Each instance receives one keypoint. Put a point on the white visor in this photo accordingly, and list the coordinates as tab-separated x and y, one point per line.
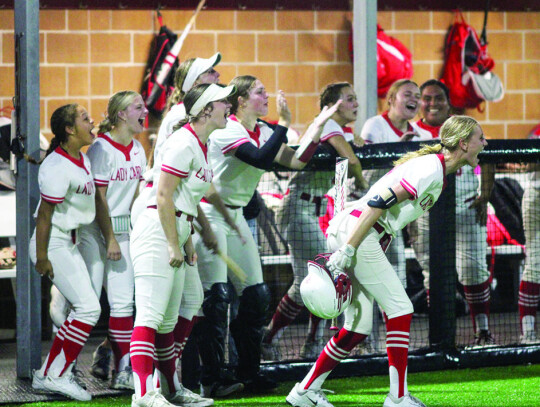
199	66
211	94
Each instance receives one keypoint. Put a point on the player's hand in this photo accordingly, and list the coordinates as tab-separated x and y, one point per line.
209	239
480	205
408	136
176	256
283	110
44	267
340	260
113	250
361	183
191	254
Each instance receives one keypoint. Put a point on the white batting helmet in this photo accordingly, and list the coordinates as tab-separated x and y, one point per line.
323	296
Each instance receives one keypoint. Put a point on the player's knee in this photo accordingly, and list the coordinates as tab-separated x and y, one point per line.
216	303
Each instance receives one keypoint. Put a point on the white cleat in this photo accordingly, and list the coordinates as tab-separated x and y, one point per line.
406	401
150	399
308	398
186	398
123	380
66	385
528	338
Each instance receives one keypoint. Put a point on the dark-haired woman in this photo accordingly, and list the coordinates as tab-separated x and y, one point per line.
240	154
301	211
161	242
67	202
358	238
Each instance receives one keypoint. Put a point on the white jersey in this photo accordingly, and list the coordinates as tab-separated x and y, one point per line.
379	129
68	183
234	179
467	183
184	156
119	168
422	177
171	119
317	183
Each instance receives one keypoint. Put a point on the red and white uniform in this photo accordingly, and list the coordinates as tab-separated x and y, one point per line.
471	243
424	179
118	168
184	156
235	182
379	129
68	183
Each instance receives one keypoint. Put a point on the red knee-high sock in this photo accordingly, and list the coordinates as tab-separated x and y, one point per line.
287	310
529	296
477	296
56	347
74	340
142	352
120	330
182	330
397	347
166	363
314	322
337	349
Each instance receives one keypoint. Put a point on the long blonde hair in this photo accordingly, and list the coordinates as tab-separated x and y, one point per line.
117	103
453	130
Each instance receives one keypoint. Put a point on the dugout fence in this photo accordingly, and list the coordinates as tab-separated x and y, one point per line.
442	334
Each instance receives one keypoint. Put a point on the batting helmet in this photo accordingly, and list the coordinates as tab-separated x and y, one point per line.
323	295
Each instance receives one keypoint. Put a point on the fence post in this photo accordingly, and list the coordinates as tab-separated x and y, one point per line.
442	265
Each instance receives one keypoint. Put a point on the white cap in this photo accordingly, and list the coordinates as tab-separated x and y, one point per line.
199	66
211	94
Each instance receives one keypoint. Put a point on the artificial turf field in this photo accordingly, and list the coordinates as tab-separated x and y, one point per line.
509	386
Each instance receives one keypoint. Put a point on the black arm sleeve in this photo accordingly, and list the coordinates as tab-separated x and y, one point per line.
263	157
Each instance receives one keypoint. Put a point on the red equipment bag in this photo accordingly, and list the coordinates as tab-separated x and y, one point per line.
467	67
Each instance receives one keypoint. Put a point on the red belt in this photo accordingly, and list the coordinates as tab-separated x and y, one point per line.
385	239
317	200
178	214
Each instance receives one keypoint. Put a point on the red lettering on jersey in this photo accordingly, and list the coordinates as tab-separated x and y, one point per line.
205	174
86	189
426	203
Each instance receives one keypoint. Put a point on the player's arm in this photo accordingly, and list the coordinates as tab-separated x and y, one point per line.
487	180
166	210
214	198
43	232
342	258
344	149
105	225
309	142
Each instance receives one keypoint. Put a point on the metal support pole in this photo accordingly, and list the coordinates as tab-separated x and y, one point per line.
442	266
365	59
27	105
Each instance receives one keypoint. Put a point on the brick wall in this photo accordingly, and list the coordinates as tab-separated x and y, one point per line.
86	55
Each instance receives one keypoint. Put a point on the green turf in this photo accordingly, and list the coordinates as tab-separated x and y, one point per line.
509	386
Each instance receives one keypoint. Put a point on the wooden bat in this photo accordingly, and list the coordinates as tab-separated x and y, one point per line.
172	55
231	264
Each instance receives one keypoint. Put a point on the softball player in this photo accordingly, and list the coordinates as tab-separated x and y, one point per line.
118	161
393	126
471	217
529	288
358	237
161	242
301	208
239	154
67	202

────────────────────────────────────────

**TASK OBJECTIVE:** The answer is every line of the data, exactly as written, with the pictures dropped.

**ANSWER FOR THE TASK:**
Each instance receives one keypoint. Put a point on the white visor in this photo accordingly, and list the coordinates as tab-separated x and y, one point per line.
199	66
211	94
Each instance receives one keypoint. Put a point on the player's hand in this photo accordingly, and list the coordinates as tab-separated x and y, one point per line.
209	239
480	205
408	136
176	256
283	110
44	267
340	260
113	250
361	183
191	254
Each instance receives one keypoint. Put a point on the white batting helmet in this photo accordingly, and list the coordinates as tab-separated x and y, one point per line.
323	296
Each instance receives one keypoint. Put a point on the player's knee in this photo accordingly, and list the coordinates as tab-separated x and y, one point per line.
216	303
Each instance receives one keypoint. Put a point on the white cleat in this photo accordingly, and list the coordinates as tab-separated x and y, one point per line.
406	401
150	399
308	398
186	398
123	380
66	385
528	338
Each instance receives one keypoint. Put a point on the dark-haired woman in this photo accordingly, and list the coordinates as tab-separated x and y, one point per line.
240	154
301	211
161	242
67	202
358	238
Each instance receives one keypoint. Put a point on the white jersey in this photo accordingly, and list the coordinates as tab-separated x and y, one point per line.
379	129
68	183
234	179
467	183
184	156
119	168
422	177
171	119
317	183
Each instance receives one keypoint. Put a point on the red and white uniform in this photo accordingly, and list the coordinates as tab-separated x and y, one point per line.
471	243
424	179
118	168
184	156
235	182
379	129
68	183
Each instance receives one keypoint. Put a point on the red knee-high sock in this photo accordingly, and list the coordinates as tab-separated x and y, one point per line.
287	310
529	296
477	296
56	347
74	340
142	352
120	330
182	330
397	347
166	363
314	322
337	349
Each instance receives one keypoint. Put a point on the long blonde hair in this photo accordingly, and list the coordinates as tab-separated x and y, one point per line.
117	103
453	130
Each instance receives one keypoint. Put a point on the dugout fence in this photo accordingly, and list the coordinates as tab-separated x and y, one point per line.
442	334
Each instance receives one keypoint. Put a point on the batting helmet in this photo accordingly, and list the coordinates as tab-separated x and y, one point per line.
323	295
Each instance receives one keypoint. Put a point on the fence post in this photo accordingly, and list the coordinates as tab-separated x and y, one point per line.
442	265
Each instance receives one keypoint. Put a point on the white cap in this photo accordingly, and list the coordinates as tab-separated x and y, one point per line.
199	66
211	94
Each instance receives one keypoint. Put a point on the artificial turf field in this photo accordingly, and list the coordinates as tab-separated x and y, one point per line.
509	386
Each instance receives one keypoint. Put a point on the black arm sleeve in this photo accordingly, and list the coordinates as tab-separated x and y, one point per line.
263	157
Each instance receives one keypoint. Put a point on the red equipment bag in this photo accordingly, and list the coordinates as tab-separated x and y, one point per line.
467	67
Each instance receives one keypoint. Put a point on the red belt in this photo accordingly, and list the coordinates as tab-separated x and y, one point per line.
385	239
317	200
178	214
Each instance receives one keypoint. Put a point on the red lettering on jersey in this photo accordingly, and list the coordinates as tab-separated x and y, one point per line.
205	174
86	189
426	203
Each instance receives one keypoint. Put a point on the player's arm in this photo accordingly, and list the coordinates as tab-separated x and y, one point per line.
487	180
166	210
214	198
43	232
342	258
344	149
105	225
309	142
Each instance receives one keypoint. Put a point on the metal support pole in this photo accordingly, and list the coordinates as tab-separated x and y, one point per line.
442	266
365	59
27	105
Each instance receives one keypoint. Put a point on the brick wall in this photo accordingly, and list the coordinates as tab-separated x and y, one point per line.
86	55
Each instance receives one keypoint. Put a point on the green turf in this photo accordingly, and list the coordinates as tab-separated x and y, one point per line.
509	386
Each instance receives one keypoint. Put a point on the wooden bat in this photo accordingly, and list the coordinates as tab-separated x and y, one point per line.
172	55
231	264
Each instance receives one keypoint. Put a point on the softball player in this photo accordingly, and list the coordinates as tab-separated x and y, one point per line.
118	161
393	126
471	217
529	288
358	237
161	242
301	208
239	154
67	202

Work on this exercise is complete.